Work item
Could you print the full listing again, exactly as written?

Source data
= = =

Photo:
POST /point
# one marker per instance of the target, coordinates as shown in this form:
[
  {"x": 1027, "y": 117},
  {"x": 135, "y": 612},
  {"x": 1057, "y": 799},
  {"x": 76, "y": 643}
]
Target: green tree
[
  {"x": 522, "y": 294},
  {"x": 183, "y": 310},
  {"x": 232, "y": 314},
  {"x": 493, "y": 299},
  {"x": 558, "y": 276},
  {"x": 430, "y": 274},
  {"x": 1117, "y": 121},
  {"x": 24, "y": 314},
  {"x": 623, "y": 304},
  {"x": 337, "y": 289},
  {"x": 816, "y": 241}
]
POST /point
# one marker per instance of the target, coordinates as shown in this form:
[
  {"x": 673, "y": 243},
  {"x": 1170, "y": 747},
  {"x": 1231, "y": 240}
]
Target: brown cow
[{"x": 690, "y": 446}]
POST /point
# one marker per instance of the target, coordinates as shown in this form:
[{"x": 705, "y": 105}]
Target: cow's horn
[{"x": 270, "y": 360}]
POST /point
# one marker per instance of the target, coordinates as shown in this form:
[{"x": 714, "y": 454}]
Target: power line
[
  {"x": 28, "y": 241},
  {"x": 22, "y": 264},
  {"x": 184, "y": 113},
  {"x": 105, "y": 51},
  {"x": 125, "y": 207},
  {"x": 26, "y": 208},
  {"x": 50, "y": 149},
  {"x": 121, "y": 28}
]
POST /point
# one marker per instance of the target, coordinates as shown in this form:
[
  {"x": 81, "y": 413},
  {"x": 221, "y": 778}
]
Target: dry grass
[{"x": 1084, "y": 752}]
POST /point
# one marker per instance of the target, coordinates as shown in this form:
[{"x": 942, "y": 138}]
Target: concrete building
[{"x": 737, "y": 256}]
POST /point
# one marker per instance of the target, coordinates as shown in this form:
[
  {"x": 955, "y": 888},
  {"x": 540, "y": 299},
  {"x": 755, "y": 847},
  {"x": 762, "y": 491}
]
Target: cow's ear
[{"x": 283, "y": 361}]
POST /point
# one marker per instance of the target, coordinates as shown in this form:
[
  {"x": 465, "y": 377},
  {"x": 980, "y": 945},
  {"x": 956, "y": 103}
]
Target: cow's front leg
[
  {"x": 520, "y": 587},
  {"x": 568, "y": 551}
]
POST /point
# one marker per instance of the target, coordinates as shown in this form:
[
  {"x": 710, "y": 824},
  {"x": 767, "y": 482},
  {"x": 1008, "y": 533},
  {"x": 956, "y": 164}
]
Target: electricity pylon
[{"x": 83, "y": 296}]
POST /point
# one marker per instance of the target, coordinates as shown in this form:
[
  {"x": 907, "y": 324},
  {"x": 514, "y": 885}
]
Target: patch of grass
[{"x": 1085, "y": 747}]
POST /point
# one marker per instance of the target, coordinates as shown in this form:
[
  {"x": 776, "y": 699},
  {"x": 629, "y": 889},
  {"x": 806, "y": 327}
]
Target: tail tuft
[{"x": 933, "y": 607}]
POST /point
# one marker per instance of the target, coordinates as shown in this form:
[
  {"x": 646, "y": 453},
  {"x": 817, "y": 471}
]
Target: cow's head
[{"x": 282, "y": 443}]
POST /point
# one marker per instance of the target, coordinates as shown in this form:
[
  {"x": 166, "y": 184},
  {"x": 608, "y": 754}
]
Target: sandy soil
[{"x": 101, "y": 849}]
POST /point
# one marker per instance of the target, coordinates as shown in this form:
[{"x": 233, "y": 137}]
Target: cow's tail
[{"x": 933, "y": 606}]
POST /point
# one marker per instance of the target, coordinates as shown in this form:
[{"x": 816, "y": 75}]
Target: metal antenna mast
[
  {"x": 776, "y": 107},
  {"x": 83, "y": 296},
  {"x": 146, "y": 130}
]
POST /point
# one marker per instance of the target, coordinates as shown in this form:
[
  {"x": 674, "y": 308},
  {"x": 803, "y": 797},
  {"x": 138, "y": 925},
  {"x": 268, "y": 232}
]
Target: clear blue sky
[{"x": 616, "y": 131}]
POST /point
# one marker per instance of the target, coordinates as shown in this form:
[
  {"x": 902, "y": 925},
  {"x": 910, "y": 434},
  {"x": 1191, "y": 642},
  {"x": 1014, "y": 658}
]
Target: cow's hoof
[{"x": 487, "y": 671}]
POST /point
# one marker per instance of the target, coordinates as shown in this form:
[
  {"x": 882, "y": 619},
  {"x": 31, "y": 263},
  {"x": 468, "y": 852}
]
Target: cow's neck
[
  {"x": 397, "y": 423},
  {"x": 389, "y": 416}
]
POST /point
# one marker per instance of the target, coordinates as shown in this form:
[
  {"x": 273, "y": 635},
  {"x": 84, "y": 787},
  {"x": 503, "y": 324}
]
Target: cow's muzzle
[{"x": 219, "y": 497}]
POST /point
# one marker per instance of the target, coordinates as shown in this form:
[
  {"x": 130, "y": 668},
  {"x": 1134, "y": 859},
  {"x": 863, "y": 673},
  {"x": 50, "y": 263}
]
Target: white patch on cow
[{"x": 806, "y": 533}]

= = =

Answer for this exercise
Photo:
POST /point
# one marker per instance of the target, coordinates as shown in this form:
[
  {"x": 1027, "y": 117},
  {"x": 135, "y": 612},
  {"x": 1057, "y": 799},
  {"x": 76, "y": 643}
]
Target: green tree
[
  {"x": 522, "y": 294},
  {"x": 183, "y": 310},
  {"x": 232, "y": 314},
  {"x": 493, "y": 299},
  {"x": 558, "y": 276},
  {"x": 430, "y": 274},
  {"x": 1117, "y": 121},
  {"x": 24, "y": 314},
  {"x": 623, "y": 304},
  {"x": 337, "y": 289},
  {"x": 816, "y": 241}
]
POST /point
# one marker per instance of the target, coordinates as shown in this form:
[
  {"x": 673, "y": 243},
  {"x": 1170, "y": 747},
  {"x": 1231, "y": 240}
]
Target: brown cow
[{"x": 690, "y": 446}]
POST /point
# one marker per instance of the target, coordinates as shown in this form:
[{"x": 705, "y": 105}]
Target: cow's horn
[{"x": 270, "y": 360}]
POST /point
# one marker per instance of the target, coordinates as shown in this form:
[{"x": 714, "y": 454}]
Target: power line
[
  {"x": 28, "y": 241},
  {"x": 22, "y": 264},
  {"x": 184, "y": 113},
  {"x": 105, "y": 51},
  {"x": 125, "y": 207},
  {"x": 26, "y": 208},
  {"x": 50, "y": 149},
  {"x": 121, "y": 28}
]
POST /point
# one marker per instance of the target, coordinates as shown in this form:
[
  {"x": 81, "y": 413},
  {"x": 221, "y": 778}
]
Target: dry grass
[{"x": 1084, "y": 752}]
POST /point
# one marker per instance of the target, coordinates as shown in this form:
[{"x": 942, "y": 138}]
Target: concrete building
[{"x": 737, "y": 256}]
POST /point
# one marker per instance of the target, coordinates as shown in this form:
[
  {"x": 955, "y": 888},
  {"x": 540, "y": 299},
  {"x": 755, "y": 847},
  {"x": 762, "y": 491}
]
Target: cow's ear
[{"x": 283, "y": 361}]
POST /point
# one marker per instance of the target, coordinates as shown in this form:
[
  {"x": 465, "y": 377},
  {"x": 980, "y": 945},
  {"x": 956, "y": 103}
]
Target: cow's front leg
[
  {"x": 520, "y": 587},
  {"x": 568, "y": 551}
]
POST /point
# one marker per instance of the target, coordinates as shown in this form:
[
  {"x": 710, "y": 824},
  {"x": 767, "y": 482},
  {"x": 1008, "y": 533},
  {"x": 956, "y": 164}
]
Target: electricity pylon
[{"x": 83, "y": 296}]
POST /point
# one marker per instance of the target, coordinates as shown in this form:
[
  {"x": 907, "y": 324},
  {"x": 514, "y": 885}
]
Target: patch of grass
[{"x": 1085, "y": 747}]
POST /point
# one marker per instance of the target, coordinates as shown in this form:
[
  {"x": 776, "y": 699},
  {"x": 629, "y": 889},
  {"x": 806, "y": 327}
]
Target: tail tuft
[{"x": 933, "y": 607}]
POST /point
# one marker per instance of the target, coordinates as shown in this form:
[
  {"x": 646, "y": 453},
  {"x": 817, "y": 471}
]
Target: cow's head
[{"x": 282, "y": 443}]
POST /point
# one marker per instance of the target, coordinates as shown in this form:
[
  {"x": 166, "y": 184},
  {"x": 608, "y": 754}
]
Target: sandy soil
[{"x": 101, "y": 849}]
POST /point
# one marker per instance of the target, coordinates as shown in this form:
[{"x": 233, "y": 137}]
Target: cow's tail
[{"x": 933, "y": 606}]
POST /point
# one marker per instance of the target, coordinates as shown in this form:
[{"x": 816, "y": 75}]
Target: metal antenna mast
[
  {"x": 776, "y": 107},
  {"x": 83, "y": 296},
  {"x": 146, "y": 130}
]
POST /point
# one marker per instance of the target, coordinates as shown in this form:
[
  {"x": 674, "y": 308},
  {"x": 803, "y": 797},
  {"x": 138, "y": 925},
  {"x": 268, "y": 232}
]
Target: clear blue sky
[{"x": 616, "y": 131}]
POST /point
# one marker per instance of the target, coordinates as shown in this form:
[
  {"x": 902, "y": 925},
  {"x": 910, "y": 434},
  {"x": 1191, "y": 642},
  {"x": 1014, "y": 658}
]
Target: cow's hoof
[{"x": 487, "y": 671}]
POST /point
# one marker per instance of the target, coordinates as shown in this form:
[
  {"x": 882, "y": 619},
  {"x": 31, "y": 263},
  {"x": 468, "y": 852}
]
Target: cow's neck
[
  {"x": 397, "y": 423},
  {"x": 389, "y": 416}
]
POST /point
# one marker per instance of the target, coordinates as shown in this form:
[
  {"x": 273, "y": 635},
  {"x": 84, "y": 787},
  {"x": 503, "y": 324}
]
Target: cow's muzzle
[{"x": 219, "y": 497}]
POST /point
# one marker per instance of the target, coordinates as shown in this form:
[
  {"x": 130, "y": 668},
  {"x": 1134, "y": 859},
  {"x": 863, "y": 673},
  {"x": 50, "y": 263}
]
Target: white patch on cow
[{"x": 806, "y": 533}]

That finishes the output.